### Exercises:
• 1. In the guitar-building article, what wattage is recommended for the larger of the two soldering irons?
• 2. Please carry on the guitar-building article from its final sentence.

### Text segment:
— Begin —
OK, ever felt like you want to 'build' your own Guitar, to your own Specs, but didn't think you had the skills??
Well, I'm here to tell you that ANYONE, with just a little bit of time and patience and a few basic Tools, is capable of producing their own 'Custom Creation'!!
In this article I'll take you through the assembly of the Guitar pictured on the right.>>>>>>>

As you can see it's a Strat styled instrument and so we'll be using a Vintage style Tremolo Bridge and 3 pickups with 1 Volume and 2 Tone controls. The whole process is exactly the same, whether you are building a Tele, a V, a Les Paul etc! It doesn't matter what shape it is, it will still have the same basic geometry and parts!!!

So, what do you need to get started???

All the bits you'll need!

Well, Tools-wise you'll need:-
Phillips Screwdrivers. (No 1 and No 2.)
Soldering Iron. (Preferably 2!! A 100 Watt and a small Gas Type)
Pre-fluxed Solder.
Wirecutters.
Pliers.
Craft Knife.
Steel Rule or straight Edge.
Allen Keys.
PVA Adhesive.
A sharp Wood Chisel.
A Drill. (A hand drill will suffice.)
A 3 or 3.5 Drill Bit. (For predrilling the Neck Screw Holes.)

As for the parts, well where to start?????
Basically you'll need:-
A Body.
A Neck.
Tuners. (Machineheads, Tuning Pegs.)
Neckplate.
Pickups.
Scratchplate.
Pots.
0.22mf capacitor. (Or 2)
Bridge.
5 Way Selector Switch.
Jack Socket.
Some Single Core 0.25mm Wire. (Can also be multi-Core, but I prefer single Core)
Some 0.25 or 0.5mm 'Shielded' Wire.
Control Knobs and Switch Tip.
Copper shielding.
Image:All parts.jpg
Looks a little daunting doesn't it??
Fear not, it's really not that difficult!!!

Let's get started!

The Body.

Let's start with the Body. In this build I used one that I've had for 15 years or so and has been built and rebuilt several times. The first thing I needed to do was to fill in all the Holes left from previous Scratchplates. The best and easiest way to do this is to sharpen some Matchsticks with your Craft Knife, dip them into some PVA Adhesive and then push them into the Holes. Wait until the PVA has dried (it goes clear) and then cut off the remainder with your Wirecutters, as close as you can to the surface of the Body. You will leave a small 'nipple' of PVA and matchstick which can be carefully removed, flush with the Body, by using a sharp Wood Chisel.
— End —
### Data extract:
— Begin —
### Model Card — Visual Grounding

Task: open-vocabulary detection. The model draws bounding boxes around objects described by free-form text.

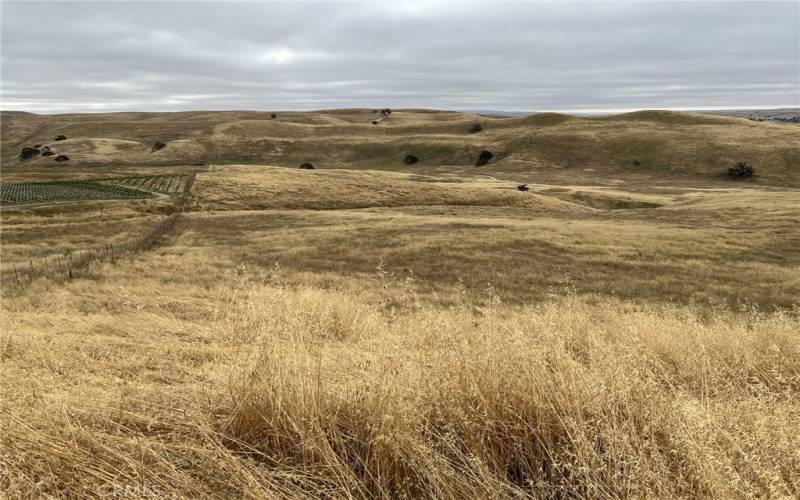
— End —
### Answers in order:
• 1. 100 watts.

• 2.
I also decided to 'sheild' the control cavity using some self-adhesive Copper Sheet. Here you can see the Matches stuck in and the shielding applied:-
Image:Shielding2.jpg

To do the shielding you will need to get some self-adhesive Copper sheet. It is also available in Tape form of varying widths. I use the sheet form so that I can cut it down to whatever width I need.
Image:Shielding.jpg
Using you steel rule measure the depth of the Cavity and, using your rule and Craft Knife, cut enough strips to go around the vertical surface of the Cavity. Once you have done that cut some more strips to cover the bottom of the cavity. Cut whatever shapes you need to cover it completely, it doesn't matter at all if your pieces overlap!!
Here you can clearly see the shielding and matches in place:-
Image:Shielding detail.jpg
And here you can see that I've trimmed the matches down and used the Chisel to get the surface flush again:-
Image:Matches removed flat.jpg
Now, turn the Body over and attach the Spring retaining Claw for the Tremolo. The easiest way to do this is to push the Claw against the front edge of the Cavity and about central depthwise. Mark the two screw holes with a Pencil and remove the Claw. Screw the two screws into the marks at a slight angle into the Body. If you try to screw them in parallel then it makes it harder to access them later for adjusting the spring tension!!!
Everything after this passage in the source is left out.